Free-text object descriptions
------------------------------------------------

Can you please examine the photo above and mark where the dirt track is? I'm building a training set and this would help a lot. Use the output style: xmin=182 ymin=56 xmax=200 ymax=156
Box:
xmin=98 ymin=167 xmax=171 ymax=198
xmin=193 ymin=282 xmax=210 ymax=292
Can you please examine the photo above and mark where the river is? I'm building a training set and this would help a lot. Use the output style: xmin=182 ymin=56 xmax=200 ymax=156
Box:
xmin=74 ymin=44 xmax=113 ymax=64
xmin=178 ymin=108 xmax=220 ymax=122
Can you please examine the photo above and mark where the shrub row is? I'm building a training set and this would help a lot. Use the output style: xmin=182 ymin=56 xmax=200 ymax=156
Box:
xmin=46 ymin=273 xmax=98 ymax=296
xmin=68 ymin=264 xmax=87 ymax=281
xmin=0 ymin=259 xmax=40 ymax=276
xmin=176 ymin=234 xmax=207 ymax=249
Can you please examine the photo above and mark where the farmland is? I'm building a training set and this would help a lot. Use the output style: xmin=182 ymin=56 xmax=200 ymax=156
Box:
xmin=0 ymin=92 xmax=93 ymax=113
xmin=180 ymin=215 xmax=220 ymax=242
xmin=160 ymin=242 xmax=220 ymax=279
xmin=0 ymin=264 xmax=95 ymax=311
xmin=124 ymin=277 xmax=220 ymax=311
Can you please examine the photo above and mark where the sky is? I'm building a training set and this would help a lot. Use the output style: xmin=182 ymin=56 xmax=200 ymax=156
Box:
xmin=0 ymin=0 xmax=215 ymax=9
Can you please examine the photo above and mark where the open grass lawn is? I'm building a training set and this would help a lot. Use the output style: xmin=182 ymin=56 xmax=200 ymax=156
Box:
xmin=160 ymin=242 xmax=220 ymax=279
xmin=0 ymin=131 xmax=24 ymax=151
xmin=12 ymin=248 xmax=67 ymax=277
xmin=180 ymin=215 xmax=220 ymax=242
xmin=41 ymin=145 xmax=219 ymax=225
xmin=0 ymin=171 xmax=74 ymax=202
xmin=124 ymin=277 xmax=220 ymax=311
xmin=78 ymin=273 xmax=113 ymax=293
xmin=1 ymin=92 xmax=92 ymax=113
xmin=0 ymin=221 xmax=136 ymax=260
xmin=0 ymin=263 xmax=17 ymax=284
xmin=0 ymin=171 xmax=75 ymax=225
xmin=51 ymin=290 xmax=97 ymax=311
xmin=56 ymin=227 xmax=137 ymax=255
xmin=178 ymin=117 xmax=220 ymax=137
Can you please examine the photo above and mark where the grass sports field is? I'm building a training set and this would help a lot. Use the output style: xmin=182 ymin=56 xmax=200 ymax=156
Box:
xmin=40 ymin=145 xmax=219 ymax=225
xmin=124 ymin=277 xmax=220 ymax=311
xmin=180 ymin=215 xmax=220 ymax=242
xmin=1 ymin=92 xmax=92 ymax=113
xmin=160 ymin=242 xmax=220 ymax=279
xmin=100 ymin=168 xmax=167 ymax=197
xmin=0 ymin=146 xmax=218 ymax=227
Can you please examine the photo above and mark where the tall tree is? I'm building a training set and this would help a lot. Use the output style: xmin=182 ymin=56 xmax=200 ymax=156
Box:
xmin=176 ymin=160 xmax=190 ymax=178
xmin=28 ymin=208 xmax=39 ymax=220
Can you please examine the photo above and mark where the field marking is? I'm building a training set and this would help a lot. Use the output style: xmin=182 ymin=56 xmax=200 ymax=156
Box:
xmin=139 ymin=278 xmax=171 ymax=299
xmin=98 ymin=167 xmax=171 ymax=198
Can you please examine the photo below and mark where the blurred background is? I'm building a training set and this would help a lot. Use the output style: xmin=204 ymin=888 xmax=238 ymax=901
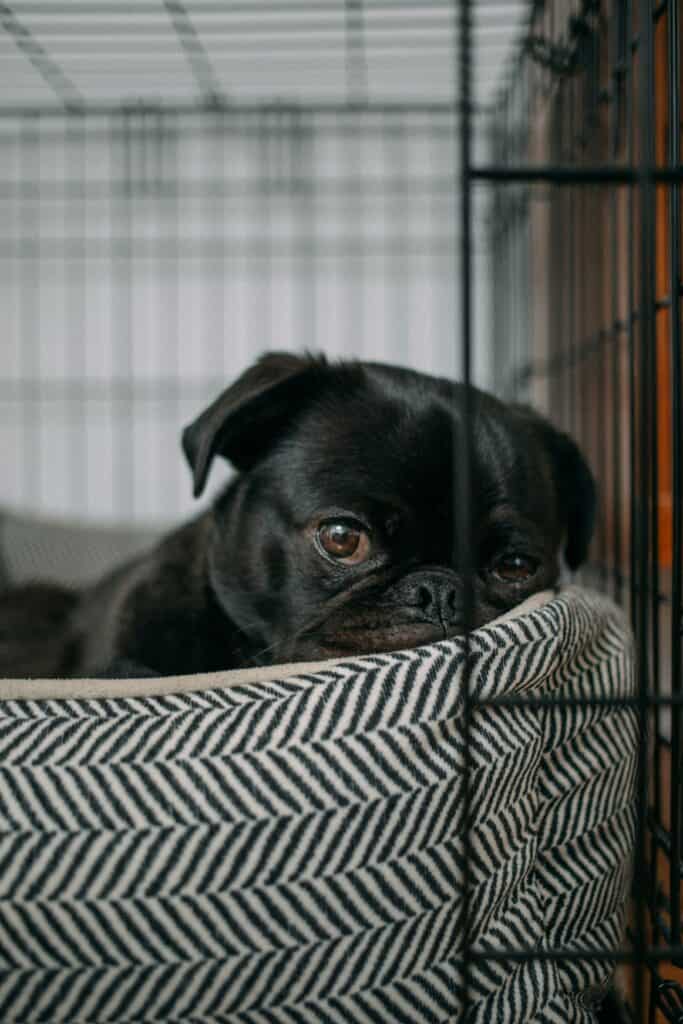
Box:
xmin=0 ymin=0 xmax=528 ymax=526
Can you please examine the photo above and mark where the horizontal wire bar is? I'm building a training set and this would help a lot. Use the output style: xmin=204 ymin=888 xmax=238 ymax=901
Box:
xmin=0 ymin=99 xmax=465 ymax=116
xmin=3 ymin=14 xmax=515 ymax=34
xmin=0 ymin=50 xmax=519 ymax=66
xmin=0 ymin=122 xmax=461 ymax=141
xmin=0 ymin=37 xmax=523 ymax=56
xmin=472 ymin=165 xmax=683 ymax=183
xmin=457 ymin=946 xmax=683 ymax=965
xmin=5 ymin=15 xmax=522 ymax=32
xmin=469 ymin=693 xmax=683 ymax=709
xmin=12 ymin=0 xmax=537 ymax=10
xmin=0 ymin=177 xmax=461 ymax=197
xmin=0 ymin=236 xmax=458 ymax=253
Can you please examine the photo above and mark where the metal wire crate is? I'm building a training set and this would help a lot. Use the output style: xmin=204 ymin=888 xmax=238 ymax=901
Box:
xmin=485 ymin=0 xmax=683 ymax=1018
xmin=0 ymin=0 xmax=681 ymax=1020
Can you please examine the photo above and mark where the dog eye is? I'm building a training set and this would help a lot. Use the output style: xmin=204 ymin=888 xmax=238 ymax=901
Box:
xmin=316 ymin=520 xmax=371 ymax=565
xmin=491 ymin=555 xmax=538 ymax=583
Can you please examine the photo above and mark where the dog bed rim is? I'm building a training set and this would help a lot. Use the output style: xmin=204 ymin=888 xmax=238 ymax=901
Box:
xmin=0 ymin=588 xmax=558 ymax=701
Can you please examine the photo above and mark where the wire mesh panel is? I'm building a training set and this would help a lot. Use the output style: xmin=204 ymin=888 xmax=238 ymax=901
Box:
xmin=0 ymin=0 xmax=531 ymax=524
xmin=485 ymin=0 xmax=683 ymax=1019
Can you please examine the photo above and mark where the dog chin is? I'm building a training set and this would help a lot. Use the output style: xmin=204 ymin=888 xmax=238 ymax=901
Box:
xmin=291 ymin=623 xmax=464 ymax=661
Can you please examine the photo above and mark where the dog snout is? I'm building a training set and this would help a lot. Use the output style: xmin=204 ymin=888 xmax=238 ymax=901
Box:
xmin=403 ymin=570 xmax=462 ymax=628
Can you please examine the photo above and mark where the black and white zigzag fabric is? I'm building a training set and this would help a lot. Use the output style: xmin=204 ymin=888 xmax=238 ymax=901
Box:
xmin=0 ymin=587 xmax=637 ymax=1023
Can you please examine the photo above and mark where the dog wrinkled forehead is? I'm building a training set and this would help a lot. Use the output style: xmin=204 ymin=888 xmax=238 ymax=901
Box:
xmin=283 ymin=388 xmax=455 ymax=488
xmin=268 ymin=367 xmax=539 ymax=523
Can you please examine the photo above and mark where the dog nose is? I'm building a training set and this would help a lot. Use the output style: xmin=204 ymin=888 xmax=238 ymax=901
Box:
xmin=407 ymin=570 xmax=462 ymax=627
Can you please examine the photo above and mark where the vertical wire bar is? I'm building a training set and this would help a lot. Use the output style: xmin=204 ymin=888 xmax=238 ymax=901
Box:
xmin=205 ymin=105 xmax=229 ymax=401
xmin=491 ymin=114 xmax=501 ymax=395
xmin=610 ymin=1 xmax=623 ymax=605
xmin=506 ymin=121 xmax=514 ymax=396
xmin=299 ymin=112 xmax=316 ymax=358
xmin=166 ymin=111 xmax=182 ymax=515
xmin=510 ymin=89 xmax=520 ymax=398
xmin=596 ymin=174 xmax=608 ymax=592
xmin=648 ymin=3 xmax=662 ymax=960
xmin=156 ymin=111 xmax=166 ymax=514
xmin=257 ymin=111 xmax=273 ymax=360
xmin=344 ymin=0 xmax=367 ymax=103
xmin=623 ymin=0 xmax=645 ymax=991
xmin=666 ymin=0 xmax=681 ymax=952
xmin=457 ymin=0 xmax=473 ymax=1013
xmin=203 ymin=110 xmax=215 ymax=425
xmin=577 ymin=148 xmax=588 ymax=583
xmin=3 ymin=126 xmax=15 ymax=506
xmin=627 ymin=0 xmax=638 ymax=631
xmin=553 ymin=87 xmax=565 ymax=431
xmin=291 ymin=110 xmax=303 ymax=361
xmin=523 ymin=67 xmax=531 ymax=406
xmin=489 ymin=110 xmax=501 ymax=396
xmin=113 ymin=112 xmax=135 ymax=521
xmin=381 ymin=111 xmax=391 ymax=366
xmin=567 ymin=82 xmax=576 ymax=441
xmin=217 ymin=108 xmax=229 ymax=382
xmin=506 ymin=93 xmax=516 ymax=397
xmin=636 ymin=0 xmax=655 ymax=1014
xmin=433 ymin=112 xmax=450 ymax=382
xmin=595 ymin=21 xmax=608 ymax=593
xmin=389 ymin=115 xmax=408 ymax=366
xmin=504 ymin=92 xmax=514 ymax=395
xmin=523 ymin=62 xmax=531 ymax=404
xmin=516 ymin=87 xmax=521 ymax=400
xmin=20 ymin=114 xmax=39 ymax=509
xmin=199 ymin=111 xmax=209 ymax=462
xmin=66 ymin=113 xmax=87 ymax=517
xmin=349 ymin=111 xmax=364 ymax=360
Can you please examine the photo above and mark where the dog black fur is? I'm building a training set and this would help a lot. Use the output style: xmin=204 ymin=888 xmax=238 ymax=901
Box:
xmin=0 ymin=352 xmax=595 ymax=678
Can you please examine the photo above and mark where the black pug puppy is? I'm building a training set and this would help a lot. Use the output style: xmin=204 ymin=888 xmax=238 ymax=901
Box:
xmin=0 ymin=352 xmax=595 ymax=678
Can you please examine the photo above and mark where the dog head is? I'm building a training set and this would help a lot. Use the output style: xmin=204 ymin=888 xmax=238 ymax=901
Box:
xmin=183 ymin=352 xmax=596 ymax=664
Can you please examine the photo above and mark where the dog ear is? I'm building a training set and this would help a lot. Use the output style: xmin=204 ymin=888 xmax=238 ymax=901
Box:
xmin=514 ymin=407 xmax=597 ymax=570
xmin=182 ymin=351 xmax=328 ymax=497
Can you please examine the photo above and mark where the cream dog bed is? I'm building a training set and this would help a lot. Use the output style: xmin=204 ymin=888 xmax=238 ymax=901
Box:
xmin=0 ymin=587 xmax=636 ymax=1023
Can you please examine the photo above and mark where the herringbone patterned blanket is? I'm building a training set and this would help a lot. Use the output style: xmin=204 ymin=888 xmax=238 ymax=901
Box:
xmin=0 ymin=587 xmax=636 ymax=1022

------------------------------------------------

Action item
In the data above, find the line with "the dog nose" and the line with "where the vertical". Retype both, plus every line between them, exactly.

Task answer
Can you please examine the photo above and mark where the dog nose is? I'm building a training set and this would help a lot. Use the output style: xmin=204 ymin=888 xmax=238 ymax=901
Box:
xmin=407 ymin=570 xmax=462 ymax=627
Can you please examine the photo above and mark where the vertical wire bar is? I'm building a training set and this would help a lot. Use the output style: xmin=204 ymin=888 xmax=238 ymax=901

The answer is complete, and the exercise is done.